Copy the listing below word for word, leaving out the pictures.

[Entries from a dataset]
------------------------------------
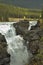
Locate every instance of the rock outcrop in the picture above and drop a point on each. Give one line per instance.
(4, 56)
(32, 40)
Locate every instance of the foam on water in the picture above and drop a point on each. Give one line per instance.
(18, 52)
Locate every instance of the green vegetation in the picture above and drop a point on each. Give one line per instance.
(7, 11)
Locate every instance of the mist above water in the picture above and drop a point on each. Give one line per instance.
(17, 50)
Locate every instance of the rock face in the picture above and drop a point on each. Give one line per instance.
(4, 56)
(32, 40)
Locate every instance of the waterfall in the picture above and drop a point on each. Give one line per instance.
(18, 52)
(32, 23)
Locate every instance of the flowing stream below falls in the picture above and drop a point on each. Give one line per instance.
(19, 53)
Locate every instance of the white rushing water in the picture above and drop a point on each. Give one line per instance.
(32, 23)
(18, 52)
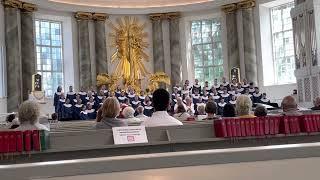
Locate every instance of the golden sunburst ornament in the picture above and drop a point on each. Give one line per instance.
(129, 39)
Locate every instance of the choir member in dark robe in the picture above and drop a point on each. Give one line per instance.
(215, 97)
(225, 95)
(77, 108)
(206, 87)
(135, 103)
(234, 82)
(91, 112)
(118, 92)
(196, 86)
(83, 95)
(245, 84)
(215, 85)
(196, 97)
(225, 83)
(67, 111)
(240, 89)
(100, 97)
(148, 109)
(233, 100)
(122, 97)
(131, 95)
(251, 88)
(256, 96)
(264, 99)
(71, 95)
(61, 102)
(221, 105)
(56, 98)
(142, 96)
(92, 102)
(187, 84)
(205, 97)
(84, 113)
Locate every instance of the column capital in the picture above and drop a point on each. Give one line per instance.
(83, 16)
(12, 4)
(100, 16)
(229, 8)
(173, 15)
(28, 7)
(246, 4)
(156, 17)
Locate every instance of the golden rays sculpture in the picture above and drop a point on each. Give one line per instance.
(130, 42)
(129, 39)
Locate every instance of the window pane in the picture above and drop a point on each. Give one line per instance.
(283, 47)
(207, 49)
(49, 54)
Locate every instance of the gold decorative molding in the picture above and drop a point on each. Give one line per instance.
(12, 4)
(28, 7)
(229, 8)
(99, 16)
(83, 16)
(246, 4)
(164, 16)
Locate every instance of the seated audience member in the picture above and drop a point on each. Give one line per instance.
(196, 87)
(56, 98)
(215, 84)
(161, 101)
(29, 113)
(181, 113)
(289, 106)
(122, 97)
(12, 121)
(260, 111)
(189, 106)
(233, 100)
(71, 95)
(148, 109)
(128, 116)
(229, 111)
(256, 96)
(67, 111)
(264, 99)
(316, 103)
(251, 88)
(84, 113)
(201, 109)
(245, 84)
(211, 110)
(140, 115)
(92, 114)
(244, 107)
(221, 105)
(142, 96)
(77, 108)
(109, 111)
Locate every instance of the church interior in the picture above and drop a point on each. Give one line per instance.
(159, 89)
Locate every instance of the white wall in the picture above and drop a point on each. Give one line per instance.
(3, 100)
(264, 52)
(287, 169)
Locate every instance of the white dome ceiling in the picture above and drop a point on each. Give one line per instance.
(130, 6)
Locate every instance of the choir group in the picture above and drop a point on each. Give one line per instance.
(84, 105)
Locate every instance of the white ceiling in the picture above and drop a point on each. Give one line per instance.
(129, 6)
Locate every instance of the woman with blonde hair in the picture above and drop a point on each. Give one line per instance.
(244, 107)
(107, 114)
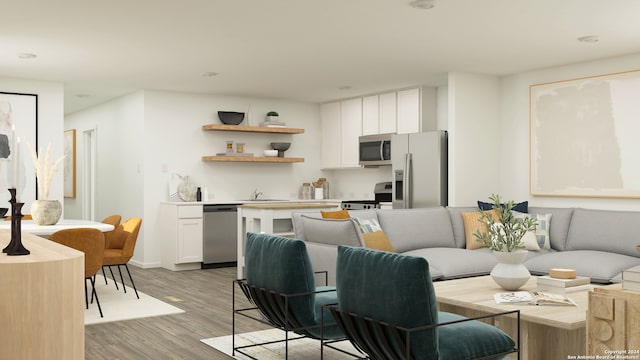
------------------------------------
Full answer.
Locate every instance of the rock outcrop in the picture above and drop a point on each. Give one line per instance.
(4, 56)
(32, 40)
Locate every instance of the foam on water in the picture above and drop a point on each. Give one line per instance.
(18, 52)
Locate every instance of the green vegetation in the picture above and drop a point on each. Give one line per instance.
(7, 11)
Locate every instance of the mist above water in the picture above and drop a point on each. Give one line per instance.
(17, 50)
Locate every instance of the rock face in the picture above and drop a point on each. Give one line per instance.
(4, 56)
(32, 40)
Locate every instance of the waterfall in the picture above and drop a point on each. Give one line per instance.
(18, 52)
(32, 23)
Locate every instance of the flowing stream below falls in the picture above and drop a point on each. Give one line per instance.
(19, 53)
Locate every instance of the white rushing water in the picture above and drop a point on each. Give one line per instance.
(32, 23)
(18, 52)
Locate every instance of the golden sunburst ornament in the picture above and drop a point on each. Give one line per instance.
(129, 39)
Locate every instance of the choir member in dark robe in the picture above and drop a point on each. Give one line per instance.
(215, 97)
(225, 95)
(77, 108)
(206, 87)
(135, 103)
(234, 82)
(91, 112)
(118, 92)
(196, 86)
(83, 95)
(245, 84)
(215, 85)
(196, 97)
(225, 83)
(67, 111)
(240, 89)
(100, 97)
(148, 109)
(233, 100)
(122, 97)
(131, 95)
(251, 88)
(256, 96)
(264, 99)
(71, 95)
(61, 102)
(221, 105)
(56, 98)
(142, 96)
(92, 102)
(187, 84)
(205, 97)
(84, 113)
Locate every instance of the column capital in the picture above and drop a point on each. Give one line per instance.
(83, 16)
(12, 4)
(100, 16)
(229, 8)
(173, 15)
(28, 7)
(246, 4)
(156, 17)
Locate every instance of the golden rays sculpture in the picture above and drop a point on each. Give one line per instance.
(130, 42)
(129, 39)
Locate every instance of the window pane in the picture above and drop a point on each. Give one line per instance.
(283, 47)
(207, 49)
(49, 54)
Locate every instance of the gold decorative molding in the picture above and drop a point on each. Give one line per instance.
(12, 4)
(28, 7)
(229, 8)
(99, 16)
(83, 16)
(246, 4)
(164, 16)
Locate every instance of the seated audience member in the picture above and drop a point on each. Give one line per instance.
(196, 87)
(56, 98)
(215, 84)
(161, 101)
(29, 113)
(181, 113)
(289, 106)
(122, 97)
(12, 121)
(260, 111)
(189, 106)
(233, 100)
(71, 95)
(148, 109)
(128, 116)
(229, 111)
(256, 96)
(67, 111)
(264, 99)
(316, 103)
(251, 88)
(84, 113)
(201, 109)
(245, 84)
(211, 110)
(140, 115)
(92, 114)
(244, 107)
(221, 105)
(142, 96)
(77, 108)
(109, 111)
Locate every instance of the church interior in the picture above and drop a point on each. Give one line per instance.
(159, 89)
Locate every instance of the white wall in the picture above and drop a point on each. Give one line per instance.
(3, 100)
(264, 52)
(287, 169)
Locate every instance of the white dome ceiling in the picture above and drop a point on each. Give one line per instance.
(130, 6)
Locate every instance of the choir group in the picture above and drop a point on each. Give one line per instance.
(84, 105)
Locate every instance of the white ceiling in the picture above and drop a point on each. Give one line per instance.
(129, 6)
Locate every instance of the woman with blonde hair in the picture above and drop a point on each. Give one line per instance.
(244, 107)
(107, 114)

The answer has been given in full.